Die Beteiligten streiten über die Weitergewährung von Krankengeld für die Zeit vom

12. November 1985 bis 20. März 1986.

Der in Jugoslawien geborene Kläger war seit 1968 in der Bundesrepublik als Arbeiter

beschäftigt und bezog zuletzt als Arbeitsloser Leistungen vom Arbeitsamt. Mit dessen

Zustimmung begab er sich für die Zeit vom 20. August 1985 bis 17. September 1985 auf

Heimaturlaub. Dort wurde er am 11. September 1985 wegen zahlreicher Erkrankungen

zunächst drei Wochen arbeitsunfähig krank geschrieben. Der jugoslawische

Versicherungsträger teilte dies der Beklagten, bei der der Kläger aufgrund des

Leistungsbezuges krankenversichert war, auf dem hierfür vorgesehenen Formblatt mit.

Später gingen weitere Meldungen über Arbeitsunfähigkeitszeiten bei der Beklagten ein,

wobei noch zusätzliche Erkrankungen genannt wurden.

* AUFGEFÜHRTE EINTRÄGE:
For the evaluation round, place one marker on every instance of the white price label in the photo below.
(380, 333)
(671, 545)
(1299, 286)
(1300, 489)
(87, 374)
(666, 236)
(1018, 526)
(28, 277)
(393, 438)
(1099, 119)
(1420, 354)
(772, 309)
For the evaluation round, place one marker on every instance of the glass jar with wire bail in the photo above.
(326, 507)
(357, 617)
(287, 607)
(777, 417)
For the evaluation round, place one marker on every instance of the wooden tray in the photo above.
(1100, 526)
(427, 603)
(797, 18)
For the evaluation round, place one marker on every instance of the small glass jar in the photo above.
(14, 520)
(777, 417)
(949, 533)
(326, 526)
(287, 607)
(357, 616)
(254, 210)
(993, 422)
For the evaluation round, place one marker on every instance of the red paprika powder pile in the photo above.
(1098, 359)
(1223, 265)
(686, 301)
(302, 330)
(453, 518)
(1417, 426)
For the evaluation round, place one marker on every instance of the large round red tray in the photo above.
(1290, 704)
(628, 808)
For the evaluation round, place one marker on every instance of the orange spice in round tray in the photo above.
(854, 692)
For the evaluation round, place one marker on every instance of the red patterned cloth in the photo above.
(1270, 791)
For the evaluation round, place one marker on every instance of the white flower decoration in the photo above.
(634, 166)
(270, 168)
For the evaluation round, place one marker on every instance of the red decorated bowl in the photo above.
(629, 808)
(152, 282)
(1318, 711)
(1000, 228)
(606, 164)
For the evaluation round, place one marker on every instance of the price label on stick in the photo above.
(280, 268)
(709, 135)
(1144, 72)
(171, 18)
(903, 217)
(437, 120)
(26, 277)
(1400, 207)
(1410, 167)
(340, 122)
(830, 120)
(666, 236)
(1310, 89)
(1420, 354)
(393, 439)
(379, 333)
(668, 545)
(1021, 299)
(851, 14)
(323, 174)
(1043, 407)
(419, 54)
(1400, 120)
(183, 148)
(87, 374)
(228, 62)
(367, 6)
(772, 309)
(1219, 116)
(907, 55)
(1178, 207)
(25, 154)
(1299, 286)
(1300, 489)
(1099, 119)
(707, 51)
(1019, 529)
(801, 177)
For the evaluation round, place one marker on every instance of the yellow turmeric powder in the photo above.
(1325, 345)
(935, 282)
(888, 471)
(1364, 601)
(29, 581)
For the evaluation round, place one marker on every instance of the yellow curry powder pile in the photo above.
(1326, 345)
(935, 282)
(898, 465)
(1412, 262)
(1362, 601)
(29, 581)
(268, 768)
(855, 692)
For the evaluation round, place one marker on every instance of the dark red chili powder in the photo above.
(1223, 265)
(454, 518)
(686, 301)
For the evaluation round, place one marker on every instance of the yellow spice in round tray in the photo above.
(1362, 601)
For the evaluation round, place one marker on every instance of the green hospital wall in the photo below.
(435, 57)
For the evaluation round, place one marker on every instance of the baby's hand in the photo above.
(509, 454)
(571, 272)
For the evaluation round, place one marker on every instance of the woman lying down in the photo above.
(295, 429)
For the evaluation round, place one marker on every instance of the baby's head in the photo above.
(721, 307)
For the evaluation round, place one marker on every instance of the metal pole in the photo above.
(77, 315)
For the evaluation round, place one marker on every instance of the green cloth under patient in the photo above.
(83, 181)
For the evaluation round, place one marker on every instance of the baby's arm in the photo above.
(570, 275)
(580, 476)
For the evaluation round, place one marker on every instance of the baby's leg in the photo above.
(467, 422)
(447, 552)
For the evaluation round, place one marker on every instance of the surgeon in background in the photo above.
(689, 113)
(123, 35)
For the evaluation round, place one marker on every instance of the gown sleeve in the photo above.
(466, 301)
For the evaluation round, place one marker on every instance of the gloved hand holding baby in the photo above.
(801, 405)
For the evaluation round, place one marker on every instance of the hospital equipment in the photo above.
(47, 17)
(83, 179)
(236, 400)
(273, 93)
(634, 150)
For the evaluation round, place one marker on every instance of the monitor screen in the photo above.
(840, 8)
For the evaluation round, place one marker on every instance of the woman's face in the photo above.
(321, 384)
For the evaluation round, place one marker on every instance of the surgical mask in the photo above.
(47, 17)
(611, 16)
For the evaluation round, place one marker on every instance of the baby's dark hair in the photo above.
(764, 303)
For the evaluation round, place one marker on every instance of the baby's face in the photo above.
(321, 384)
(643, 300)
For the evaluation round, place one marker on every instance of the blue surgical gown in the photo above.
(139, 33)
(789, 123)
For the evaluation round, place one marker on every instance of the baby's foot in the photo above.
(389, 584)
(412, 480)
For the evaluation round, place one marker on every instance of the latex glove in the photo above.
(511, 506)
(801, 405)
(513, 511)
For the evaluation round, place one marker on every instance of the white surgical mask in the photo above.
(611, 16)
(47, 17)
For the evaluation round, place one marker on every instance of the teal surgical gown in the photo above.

* AUFGABENSTELLUNG:
• a. Seit welchem Jahr war der Kläger laut dem Text über den Streit um Krankengeld in der Bundesrepublik als Arbeiter beschäftigt?
• b. Setzen Sie den Text über den Streit um die Weitergewährung von Krankengeld im Anschluss an seinen letzten Satz fort.

* ANTWORTEN IM EINZELNEN:
• a. Seit 1968.

• b.
Nachdem der Vertrauensärztliche Dienst unter Berücksichtigung der beigezogenen

Unterlagen von einer Arbeitsunfähigkeit von zwei Monaten ausgegangen war, bewilligte

die Beklagte für die Zeit nach Beendigung der Leistungserbringung durch das Arbeitsamt

Krankengeld bis zum 11. November 1985. Gleichzeitig erbat sie bei einem eventuellen

Fortbestehen von Arbeitsunfähigkeit um die Übersendung neuer ärztlicher Befunde. Weil

nach Auffassung des Vertrauensärztlichen Dienstes aus den vom Kläger übersandten

neuen ärztlichen Unterlagen auf eine Fortdauer der Arbeitsunfähigkeit nicht geschlossen

werden könne, lehnte die Beklagte die Gewährung von Krankengeld über den

11. November 1985 hinaus ab (Bescheid vom 18. Februar 1986).

Obwohl der jugoslawische Versicherungsträger inzwischen Arbeitsunfähigkeit bis

einschließlich 20. März 1986 bestätigt und gemeldet hatte, sah die Beklagte den

Widerspruch nicht als begründet an, da die Fortdauer der Arbeitsunfähigkeit nicht

nachgewiesen sei (Widerspruchsbescheid vom 11. Juli 1986).

Die hiergegen erhobene Klage hat das Sozialgericht (SG) München abgewiesen,

nachdem es erfolglos versucht hatte, weitere Krankenunterlagen aus Jugoslawien zu

erhalten (Urteil vom 26. Oktober 1988). Die Berufung hat das Landessozialgericht (LSG)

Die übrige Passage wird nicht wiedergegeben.